Exercise data below:

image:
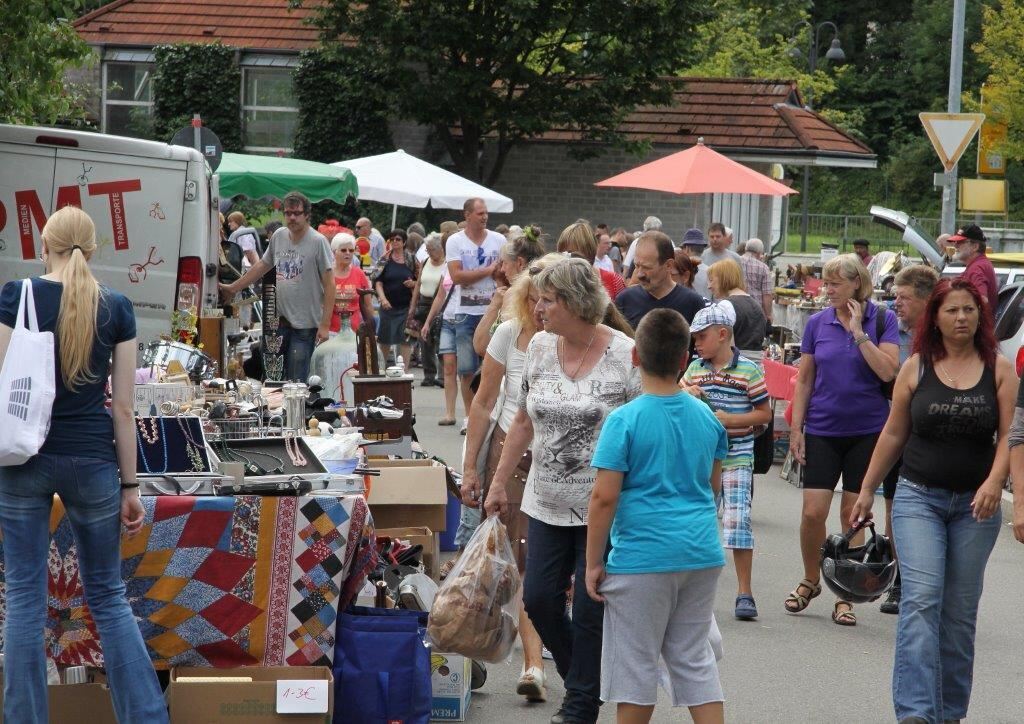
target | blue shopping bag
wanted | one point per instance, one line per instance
(381, 667)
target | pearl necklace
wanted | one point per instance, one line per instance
(141, 452)
(584, 357)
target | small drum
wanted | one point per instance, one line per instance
(196, 362)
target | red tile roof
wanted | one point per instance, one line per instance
(250, 25)
(734, 114)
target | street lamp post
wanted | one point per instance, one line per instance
(835, 52)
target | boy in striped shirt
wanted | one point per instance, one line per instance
(734, 387)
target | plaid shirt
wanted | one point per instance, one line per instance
(758, 277)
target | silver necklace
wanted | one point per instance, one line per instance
(584, 357)
(964, 369)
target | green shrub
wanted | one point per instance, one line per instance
(190, 78)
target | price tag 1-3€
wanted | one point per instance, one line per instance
(302, 696)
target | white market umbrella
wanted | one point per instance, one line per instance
(400, 179)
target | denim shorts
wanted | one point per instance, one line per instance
(457, 338)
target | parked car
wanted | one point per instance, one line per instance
(1009, 309)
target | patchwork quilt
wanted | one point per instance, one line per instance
(221, 582)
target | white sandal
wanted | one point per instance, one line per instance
(531, 685)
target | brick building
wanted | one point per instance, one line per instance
(761, 123)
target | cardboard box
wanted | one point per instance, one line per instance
(450, 687)
(420, 537)
(244, 703)
(77, 703)
(409, 494)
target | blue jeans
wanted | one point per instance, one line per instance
(297, 346)
(90, 491)
(457, 336)
(942, 556)
(555, 552)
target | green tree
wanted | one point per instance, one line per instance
(343, 107)
(506, 72)
(37, 45)
(190, 78)
(751, 39)
(1001, 48)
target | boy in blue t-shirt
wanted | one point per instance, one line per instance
(658, 461)
(735, 389)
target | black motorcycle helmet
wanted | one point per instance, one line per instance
(858, 575)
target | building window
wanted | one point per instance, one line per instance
(268, 113)
(128, 99)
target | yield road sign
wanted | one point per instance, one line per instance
(950, 133)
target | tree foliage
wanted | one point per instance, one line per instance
(190, 78)
(1001, 47)
(37, 46)
(511, 71)
(343, 107)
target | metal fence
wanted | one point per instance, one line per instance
(842, 229)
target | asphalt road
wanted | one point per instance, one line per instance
(784, 668)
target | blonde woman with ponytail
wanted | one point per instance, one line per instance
(85, 449)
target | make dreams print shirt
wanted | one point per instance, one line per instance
(567, 417)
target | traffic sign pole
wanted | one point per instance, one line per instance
(955, 72)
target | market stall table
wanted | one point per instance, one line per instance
(221, 581)
(793, 316)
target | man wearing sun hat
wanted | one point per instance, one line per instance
(970, 243)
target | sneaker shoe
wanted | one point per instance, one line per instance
(531, 686)
(747, 609)
(891, 604)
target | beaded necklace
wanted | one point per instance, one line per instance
(153, 440)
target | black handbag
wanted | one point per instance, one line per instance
(764, 450)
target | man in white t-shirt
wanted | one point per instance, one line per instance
(651, 223)
(472, 258)
(719, 246)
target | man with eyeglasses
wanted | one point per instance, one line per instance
(305, 285)
(365, 227)
(472, 256)
(655, 290)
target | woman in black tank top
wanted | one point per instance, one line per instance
(950, 417)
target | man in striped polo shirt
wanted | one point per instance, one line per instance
(734, 387)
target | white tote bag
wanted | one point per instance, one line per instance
(27, 385)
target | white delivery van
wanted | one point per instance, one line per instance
(155, 207)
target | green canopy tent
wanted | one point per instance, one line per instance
(259, 176)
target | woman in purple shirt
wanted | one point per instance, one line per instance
(839, 409)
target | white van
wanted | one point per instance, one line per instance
(155, 207)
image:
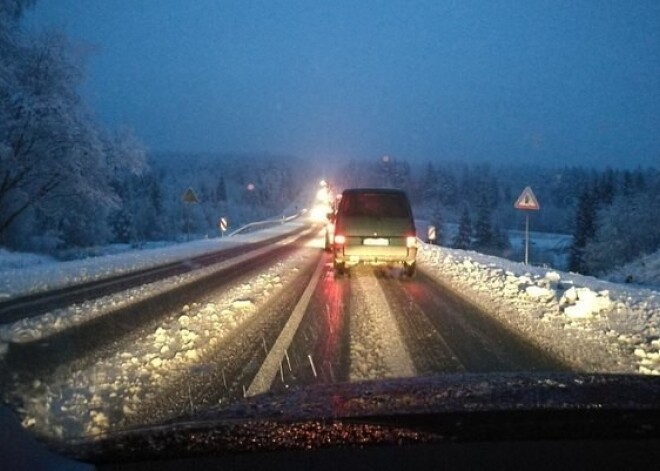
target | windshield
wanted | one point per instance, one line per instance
(171, 172)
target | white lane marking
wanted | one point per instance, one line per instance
(377, 349)
(271, 365)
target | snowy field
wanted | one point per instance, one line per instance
(592, 324)
(22, 274)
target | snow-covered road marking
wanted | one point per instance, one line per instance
(271, 365)
(376, 345)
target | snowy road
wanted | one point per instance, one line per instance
(279, 322)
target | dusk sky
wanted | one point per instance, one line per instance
(550, 82)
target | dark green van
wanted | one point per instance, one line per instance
(374, 226)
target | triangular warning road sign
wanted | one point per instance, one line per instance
(189, 196)
(527, 201)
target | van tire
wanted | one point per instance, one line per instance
(410, 269)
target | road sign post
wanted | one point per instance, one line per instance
(527, 202)
(223, 226)
(431, 234)
(189, 197)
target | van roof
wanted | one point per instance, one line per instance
(374, 190)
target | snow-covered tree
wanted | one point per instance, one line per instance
(54, 159)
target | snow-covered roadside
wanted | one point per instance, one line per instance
(48, 276)
(39, 327)
(107, 395)
(16, 260)
(594, 325)
(643, 271)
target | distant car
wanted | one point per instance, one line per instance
(374, 226)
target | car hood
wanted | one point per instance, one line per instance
(451, 407)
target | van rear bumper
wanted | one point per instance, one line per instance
(354, 255)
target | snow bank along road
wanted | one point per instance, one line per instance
(282, 321)
(28, 303)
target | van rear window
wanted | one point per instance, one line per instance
(389, 205)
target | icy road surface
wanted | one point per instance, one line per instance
(370, 325)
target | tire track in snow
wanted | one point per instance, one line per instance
(377, 349)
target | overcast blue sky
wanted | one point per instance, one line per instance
(551, 82)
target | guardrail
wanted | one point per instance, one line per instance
(255, 226)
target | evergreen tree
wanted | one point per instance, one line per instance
(483, 227)
(584, 231)
(463, 238)
(436, 221)
(430, 184)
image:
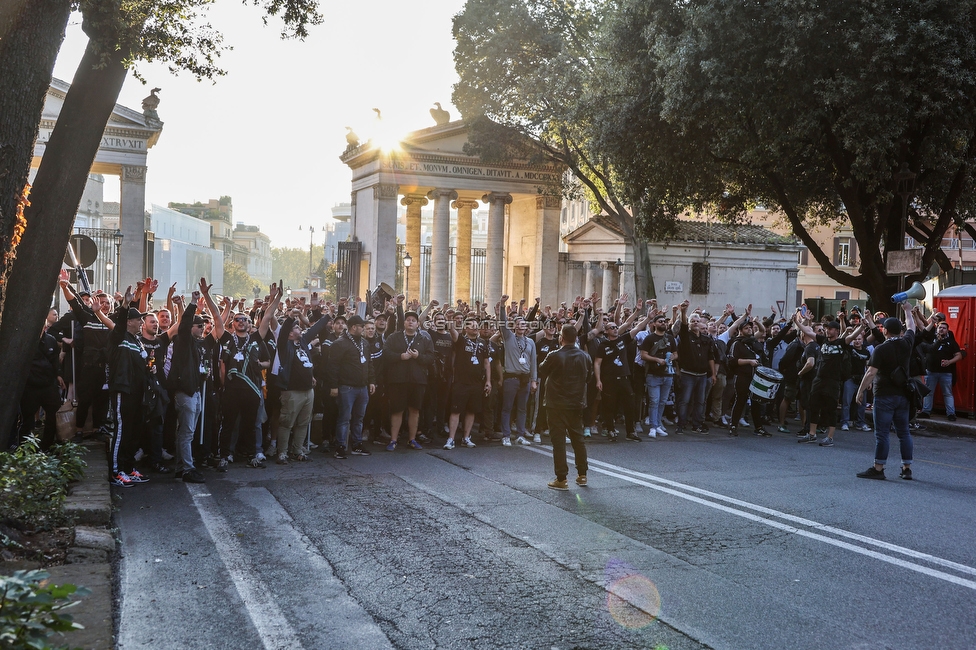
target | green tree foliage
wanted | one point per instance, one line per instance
(810, 108)
(525, 71)
(290, 265)
(238, 283)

End of Exercise data.

* [Aim of the exercise]:
Keeping the pictures out, output the records from above exactly and completely.

* [The completed task]:
image:
target | blue shopping bag
wanted | one point per instance, one line per instance
(381, 667)
target | pearl necklace
wanted | one point per instance, one line per instance
(141, 452)
(584, 357)
target | small drum
wanted | one point per instance, one line per instance
(196, 362)
target | red tile roof
wanted | one point per instance, one line per instance
(250, 25)
(734, 114)
target | street lamp post
wanted | one point per instance, one line per instance
(835, 52)
target | boy in striped shirt
wanted | one point per instance, one line per instance
(734, 387)
target | plaid shirt
wanted | one point per instance, one line per instance
(758, 277)
target | silver necklace
wanted | one point per instance, one line per instance
(584, 357)
(964, 369)
target | green shrub
wanted | one point per instance, one line per instance
(190, 78)
target | price tag 1-3€
wanted | one point per instance, one line per instance
(302, 696)
target | white market umbrella
wanted | one point per instance, one line per instance
(400, 179)
target | denim shorts
wanted | one point per instance, one line per instance
(457, 338)
target | parked car
wanted | one point per instance, one line per instance
(1009, 309)
target | patchwork quilt
wanted | one point per instance, one line per instance
(221, 582)
target | white sandal
wanted | one point per instance, one line per instance
(531, 685)
target | brick building
wanted | one point per instance, one line per instance
(761, 123)
target | cardboard box
wanted | one point per instance, one line per instance
(450, 687)
(420, 537)
(244, 703)
(77, 703)
(409, 494)
target | blue jeans
wanted | one point per instance, one line per instance
(297, 346)
(90, 491)
(457, 336)
(942, 556)
(555, 552)
target | green tree
wanted | one point per instance, one line per instance
(343, 107)
(506, 72)
(37, 45)
(190, 78)
(751, 39)
(1001, 48)
target | boy in blue t-shirt
wanted | one point per instance, one line per instance
(658, 461)
(735, 389)
target | black motorcycle helmet
wanted | one point per instance, one line per instance
(858, 575)
target | building window
wanted | one point per instance, one line per instance
(268, 113)
(128, 99)
target | yield road sign
wanted | one point per instance, one line per instance
(950, 133)
target | tree foliage
wanted | one point per instance, one line per instance
(190, 78)
(1001, 47)
(37, 46)
(511, 71)
(343, 107)
target | metal fence
wanted | one point per instance, one line per instance
(842, 229)
target | asphalt road
wanted | one point per instance, one line per instance
(784, 668)
target | blonde woman with ponytail
wanted | one point per instance, one line per instance
(85, 449)
target | make dreams print shirt
wanted | one point per instance, one line per instance
(567, 417)
target | traffic sign pole
wanted | one point per instance, one line per instance
(955, 72)
target | market stall table
wanted | one point per instance, one line per instance
(221, 581)
(793, 316)
target | man wearing sun hat
wanted | one point per instance, one line per instance
(970, 243)
target | sneaker shoe
wanted | one point per instance, one line per instance
(531, 686)
(747, 609)
(891, 604)
target | beaded necklace
wanted | one point per instance, one line per instance
(153, 440)
target | black handbag
wanted | one point per instance, one line per instance
(764, 450)
target | man in white t-shirt
wanted | one point per instance, one line per instance
(651, 223)
(472, 258)
(719, 246)
target | man with eyeglasses
wanted | one point per instance, one line per instance
(305, 285)
(365, 227)
(472, 256)
(655, 290)
target | woman in black tank top
wanted | one point per instance, one line per instance
(950, 417)
target | man in striped polo shirt
wanted | one point per instance, one line per instance
(734, 387)
target | white tote bag
wanted | one point per instance, one line per instance
(27, 385)
target | white delivery van
wanted | one point per instance, one line per instance
(155, 207)
target | green canopy tent
wanted | one point per instance, one line per instance
(259, 176)
target | woman in purple shirt
wanted | one point per instance, one line per instance
(839, 409)
target | white van
wanted | one point per instance, one line per instance
(155, 207)
image:
target | windshield
wanted | one point per instance, one line per instance
(171, 172)
target | white lane marking
wanted | one point per instance, one line per instance
(377, 349)
(271, 365)
target | snowy field
wanted | one point per instance, one line per instance
(592, 324)
(22, 274)
target | snow-covered road marking
wanted | one point per instance, one line per instance
(271, 365)
(376, 345)
target | snowy road
wanted | one point per instance, one line per instance
(279, 322)
target | dusk sky
wanted | one point per instance, one line per instance
(550, 82)
target | dark green van
wanted | one point per instance, one line per instance
(374, 226)
target | triangular warning road sign
wanted | one point per instance, one line per instance
(189, 196)
(527, 201)
target | van tire
wanted | one point per instance, one line per instance
(410, 269)
target | road sign post
wanted | one point per instance, one line per instance
(527, 202)
(223, 226)
(431, 234)
(189, 197)
target | van roof
wanted | one point per instance, one line per instance
(374, 190)
target | snow-covered tree
wanted | one point per instance, one line per instance
(54, 159)
target | snow-covered roadside
wanted | one point per instance, one line per instance
(48, 276)
(39, 327)
(107, 395)
(16, 260)
(594, 325)
(643, 271)
target | distant car
wanted | one point per instance, one line per instance
(374, 226)
target | car hood
wanted | one point per instance, one line per instance
(451, 407)
target | van rear bumper
wanted | one point per instance, one line per instance
(354, 255)
target | snow bank along road
wanted | one point per instance, one line per instance
(282, 321)
(28, 303)
target | van rear window
wanted | one point per instance, one line per instance
(389, 205)
target | icy road surface
wanted | one point per instance, one line per instance
(370, 325)
target | tire track in snow
wanted | one point per instance, one line per instance
(377, 349)
target | overcast blue sky
wanted | one point per instance, one line per instance
(551, 82)
target | guardrail
wanted | one point per instance, one line per instance
(255, 226)
target | evergreen tree
wanted | one point per instance, one line per instance
(483, 227)
(584, 231)
(463, 238)
(436, 221)
(430, 184)
image:
target | green tree foliage
wanted | one point per instance, one line per instance
(810, 108)
(525, 71)
(290, 265)
(238, 283)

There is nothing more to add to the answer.